Text under study
Bubbles are nice. Bubbles are fun. Bubbles are harmless. Kids love to blow them, chase them and see them disappear. Adults love to sinks into warm bathfuls of them.

There is no “housing bubble”, folks. What we have here is a toxic and growing housing crisis, red in tooth and claw, which is damaging the lives of many and will damage the lives of many more.

Earlier this month David Cameron claimed credit for the number of homes sold under his 'Help to Buy' scheme, which did no more than take us right back to the bad old days of 95 per cent mortgages. One does not have to delve into the mists of time to remember: only a few years ago these irresponsible loans resulted in our very own sub-prime crisis and its consequences. But today Tory deputy-chairman (and former Housing Minister) Grant Shapps can go on television and state that 95 per cent mortgages are “the traditional” loan and “have never caused problems in the past” - and no one blinks or laughs in his face.

It is, of course, no laughing matter. House prices are rising at twice the rate of price inflation and four times the rate of wage inflation (unless you're a banker or an MP) and expected to continue to rise at 4 - 8 per cent in 2014 and beyond. Private rents inevitably follow, as 'Buy to Let' investors need to cover their rising costs and in any event will always charge whatever they can. More and more people can afford neither to buy nor rent.

Politicians have but a broken record to justify their position. “We must build more homes”, they all say. “We WILL build more homes”, some promise. Problem is, speeches don't build houses and neither do politicians. Developers do, and public service is not in their vocabulary. So in London 70 per cent of the tens of thousands new homes currently planned are aimed at foreign buyers and offered at very foreign prices, which are over twice as high as in the existing neighbourhoods.

Where, then, will the next generation of Londoners live? Those struggling now - young working professionals - are almost too embarrassed to talk about it. Today's teenagers don't count: by the time they realise how bad things are there be a different Mayor and a different government who will happily condemn and blame their predecessors in time-honoured fashion and carry on their failed policies.

The usual suspects will continue offering false panaceas. Restricting sales to foreign buyers would be illegal, rent controls will kill off the rented sector as it did before. Building more would help, but developers will not risk their fat margins just because well-padded politicians tell them to. Building council housing would be very helpful - but nobody really wants to pay for them, least of all Mr Shapps and his backwoodsmen backers.

So for the time being we have a distorted market inflated by cynically wrong-headed Help to Buy Votes policies. This is not a bubble, it's big trouble.

Given entries

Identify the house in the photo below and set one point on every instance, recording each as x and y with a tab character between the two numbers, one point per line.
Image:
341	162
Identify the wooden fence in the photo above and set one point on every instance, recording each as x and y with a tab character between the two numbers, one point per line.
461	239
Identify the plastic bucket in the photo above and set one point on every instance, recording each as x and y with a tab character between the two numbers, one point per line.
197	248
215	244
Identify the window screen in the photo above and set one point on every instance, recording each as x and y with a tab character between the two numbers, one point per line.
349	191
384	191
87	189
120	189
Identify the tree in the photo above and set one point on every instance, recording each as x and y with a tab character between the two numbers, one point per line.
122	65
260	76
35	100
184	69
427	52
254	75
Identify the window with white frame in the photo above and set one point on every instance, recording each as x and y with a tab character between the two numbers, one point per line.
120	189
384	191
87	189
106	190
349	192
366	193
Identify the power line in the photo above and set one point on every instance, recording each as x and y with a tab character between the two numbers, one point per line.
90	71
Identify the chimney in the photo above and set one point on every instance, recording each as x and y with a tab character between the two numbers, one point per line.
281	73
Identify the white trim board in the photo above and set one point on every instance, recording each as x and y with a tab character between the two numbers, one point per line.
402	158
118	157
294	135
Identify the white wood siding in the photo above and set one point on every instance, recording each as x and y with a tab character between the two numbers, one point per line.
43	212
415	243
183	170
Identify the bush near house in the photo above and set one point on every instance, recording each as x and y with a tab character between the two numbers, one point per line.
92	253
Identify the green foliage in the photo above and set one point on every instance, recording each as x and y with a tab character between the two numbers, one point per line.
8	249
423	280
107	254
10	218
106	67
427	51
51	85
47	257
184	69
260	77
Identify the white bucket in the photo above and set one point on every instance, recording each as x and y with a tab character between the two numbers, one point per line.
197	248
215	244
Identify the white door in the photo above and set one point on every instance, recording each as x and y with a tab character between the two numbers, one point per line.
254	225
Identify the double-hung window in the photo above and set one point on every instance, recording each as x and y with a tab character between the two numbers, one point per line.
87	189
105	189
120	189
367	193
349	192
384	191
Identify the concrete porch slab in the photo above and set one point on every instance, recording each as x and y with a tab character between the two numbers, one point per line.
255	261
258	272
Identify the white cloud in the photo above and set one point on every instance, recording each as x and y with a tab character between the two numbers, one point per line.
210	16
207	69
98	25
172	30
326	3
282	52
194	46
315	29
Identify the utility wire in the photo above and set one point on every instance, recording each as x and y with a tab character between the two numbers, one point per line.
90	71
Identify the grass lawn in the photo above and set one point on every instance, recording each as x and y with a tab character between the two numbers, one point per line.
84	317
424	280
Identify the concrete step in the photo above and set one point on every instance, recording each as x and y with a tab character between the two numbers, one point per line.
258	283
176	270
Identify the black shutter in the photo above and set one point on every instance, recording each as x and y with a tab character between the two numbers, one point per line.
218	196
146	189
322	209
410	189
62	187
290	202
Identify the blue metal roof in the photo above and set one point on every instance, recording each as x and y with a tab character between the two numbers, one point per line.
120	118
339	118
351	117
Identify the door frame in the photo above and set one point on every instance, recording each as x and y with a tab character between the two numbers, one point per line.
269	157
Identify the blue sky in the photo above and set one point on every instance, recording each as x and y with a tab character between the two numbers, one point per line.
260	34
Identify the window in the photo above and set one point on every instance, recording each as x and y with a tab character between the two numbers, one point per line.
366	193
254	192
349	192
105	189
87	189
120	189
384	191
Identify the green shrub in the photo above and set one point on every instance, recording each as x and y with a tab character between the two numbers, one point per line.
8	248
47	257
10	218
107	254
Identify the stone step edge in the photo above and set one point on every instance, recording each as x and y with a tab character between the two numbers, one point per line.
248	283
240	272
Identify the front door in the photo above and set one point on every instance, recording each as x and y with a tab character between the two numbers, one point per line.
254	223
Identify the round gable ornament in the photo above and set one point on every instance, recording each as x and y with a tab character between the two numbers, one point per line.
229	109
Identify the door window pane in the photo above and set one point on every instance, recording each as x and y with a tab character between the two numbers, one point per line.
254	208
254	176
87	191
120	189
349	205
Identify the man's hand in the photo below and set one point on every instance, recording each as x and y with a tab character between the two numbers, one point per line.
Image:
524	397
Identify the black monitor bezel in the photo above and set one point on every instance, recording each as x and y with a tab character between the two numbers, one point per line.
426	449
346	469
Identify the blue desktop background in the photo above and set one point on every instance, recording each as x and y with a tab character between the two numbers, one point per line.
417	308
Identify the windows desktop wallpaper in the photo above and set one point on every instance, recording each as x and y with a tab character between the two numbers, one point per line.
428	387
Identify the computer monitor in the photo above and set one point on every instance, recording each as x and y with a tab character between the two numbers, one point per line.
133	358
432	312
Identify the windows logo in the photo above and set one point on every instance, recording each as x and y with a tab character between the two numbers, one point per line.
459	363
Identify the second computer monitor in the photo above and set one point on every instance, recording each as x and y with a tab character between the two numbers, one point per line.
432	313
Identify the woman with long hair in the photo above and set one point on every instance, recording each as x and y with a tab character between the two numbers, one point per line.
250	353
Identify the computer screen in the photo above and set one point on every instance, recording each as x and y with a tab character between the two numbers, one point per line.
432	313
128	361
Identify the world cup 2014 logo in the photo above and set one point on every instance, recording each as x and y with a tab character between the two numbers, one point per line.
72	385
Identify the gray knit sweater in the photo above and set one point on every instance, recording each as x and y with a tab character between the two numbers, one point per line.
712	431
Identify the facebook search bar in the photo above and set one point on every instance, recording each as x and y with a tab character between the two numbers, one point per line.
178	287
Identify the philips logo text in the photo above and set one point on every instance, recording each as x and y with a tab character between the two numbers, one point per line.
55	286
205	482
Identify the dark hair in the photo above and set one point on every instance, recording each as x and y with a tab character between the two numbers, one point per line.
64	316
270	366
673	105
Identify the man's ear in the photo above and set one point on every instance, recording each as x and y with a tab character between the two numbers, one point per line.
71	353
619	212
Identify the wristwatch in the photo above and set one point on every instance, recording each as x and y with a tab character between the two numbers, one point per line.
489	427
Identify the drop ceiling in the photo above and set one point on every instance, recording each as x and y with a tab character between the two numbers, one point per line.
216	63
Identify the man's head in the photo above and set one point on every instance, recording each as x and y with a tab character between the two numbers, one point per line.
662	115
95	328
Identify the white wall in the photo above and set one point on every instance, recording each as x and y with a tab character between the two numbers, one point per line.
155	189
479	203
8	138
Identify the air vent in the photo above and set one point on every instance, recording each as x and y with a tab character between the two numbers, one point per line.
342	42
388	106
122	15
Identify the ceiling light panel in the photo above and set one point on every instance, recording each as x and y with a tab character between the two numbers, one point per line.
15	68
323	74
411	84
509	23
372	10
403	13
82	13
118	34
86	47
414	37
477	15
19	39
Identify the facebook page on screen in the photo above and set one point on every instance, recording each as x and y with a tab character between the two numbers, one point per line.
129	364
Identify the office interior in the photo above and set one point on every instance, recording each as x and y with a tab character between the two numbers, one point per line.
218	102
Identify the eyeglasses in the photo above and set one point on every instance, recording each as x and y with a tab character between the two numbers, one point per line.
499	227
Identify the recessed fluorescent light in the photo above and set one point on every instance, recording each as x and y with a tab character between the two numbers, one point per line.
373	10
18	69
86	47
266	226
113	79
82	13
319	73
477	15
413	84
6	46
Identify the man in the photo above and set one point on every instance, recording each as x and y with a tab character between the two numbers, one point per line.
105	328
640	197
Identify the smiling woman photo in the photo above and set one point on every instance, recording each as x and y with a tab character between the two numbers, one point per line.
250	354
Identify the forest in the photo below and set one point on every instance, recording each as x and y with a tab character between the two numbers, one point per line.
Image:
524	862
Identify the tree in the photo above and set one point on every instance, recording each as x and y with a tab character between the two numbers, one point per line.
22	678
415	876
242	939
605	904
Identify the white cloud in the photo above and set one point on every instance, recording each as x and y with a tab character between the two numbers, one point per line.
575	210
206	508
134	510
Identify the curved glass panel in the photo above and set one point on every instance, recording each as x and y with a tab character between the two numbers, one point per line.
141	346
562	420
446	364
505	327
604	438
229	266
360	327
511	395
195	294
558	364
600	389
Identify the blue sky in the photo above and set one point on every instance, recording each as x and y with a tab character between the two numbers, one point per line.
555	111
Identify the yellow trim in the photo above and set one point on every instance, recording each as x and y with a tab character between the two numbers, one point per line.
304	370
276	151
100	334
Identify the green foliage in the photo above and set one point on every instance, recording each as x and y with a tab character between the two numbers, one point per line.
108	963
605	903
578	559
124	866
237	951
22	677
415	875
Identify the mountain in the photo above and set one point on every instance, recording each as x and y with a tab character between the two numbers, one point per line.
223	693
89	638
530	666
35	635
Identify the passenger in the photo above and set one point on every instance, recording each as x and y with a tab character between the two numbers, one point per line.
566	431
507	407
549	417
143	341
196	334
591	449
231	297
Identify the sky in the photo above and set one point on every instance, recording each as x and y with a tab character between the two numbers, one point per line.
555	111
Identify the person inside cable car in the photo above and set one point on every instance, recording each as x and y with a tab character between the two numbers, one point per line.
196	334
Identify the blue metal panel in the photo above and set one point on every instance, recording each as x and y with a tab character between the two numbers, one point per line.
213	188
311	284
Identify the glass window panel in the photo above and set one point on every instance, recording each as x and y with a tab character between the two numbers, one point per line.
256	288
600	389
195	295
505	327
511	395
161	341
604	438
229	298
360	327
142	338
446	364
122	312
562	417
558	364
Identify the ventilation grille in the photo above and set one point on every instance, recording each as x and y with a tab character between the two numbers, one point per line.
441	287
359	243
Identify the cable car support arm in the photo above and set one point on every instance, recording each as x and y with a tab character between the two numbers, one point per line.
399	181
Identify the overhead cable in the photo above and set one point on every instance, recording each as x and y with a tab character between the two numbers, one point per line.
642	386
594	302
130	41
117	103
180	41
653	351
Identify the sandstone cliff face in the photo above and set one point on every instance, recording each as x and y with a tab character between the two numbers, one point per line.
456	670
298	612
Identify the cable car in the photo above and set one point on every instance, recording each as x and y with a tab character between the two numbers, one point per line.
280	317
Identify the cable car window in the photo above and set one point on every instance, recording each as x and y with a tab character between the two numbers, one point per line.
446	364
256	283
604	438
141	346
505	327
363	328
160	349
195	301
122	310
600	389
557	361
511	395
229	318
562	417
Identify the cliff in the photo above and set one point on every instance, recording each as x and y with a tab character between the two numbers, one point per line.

What this exercise asks
- a) The second-to-last paragraph of the housing-crisis article names several proposed remedies. List every remedy it names.
- b) Reproduce the passage of the housing-crisis article between "Politicians have but" and "the existing neighbourhoods.", inclusive.

Answers to each task
- a)
- Restricting sales to foreign buyers
- Rent controls
- Building more
- Building council housing

- b)
Politicians have but a broken record to justify their position. “We must build more homes”, they all say. “We WILL build more homes”, some promise. Problem is, speeches don't build houses and neither do politicians. Developers do, and public service is not in their vocabulary. So in London 70 per cent of the tens of thousands new homes currently planned are aimed at foreign buyers and offered at very foreign prices, which are over twice as high as in the existing neighbourhoods.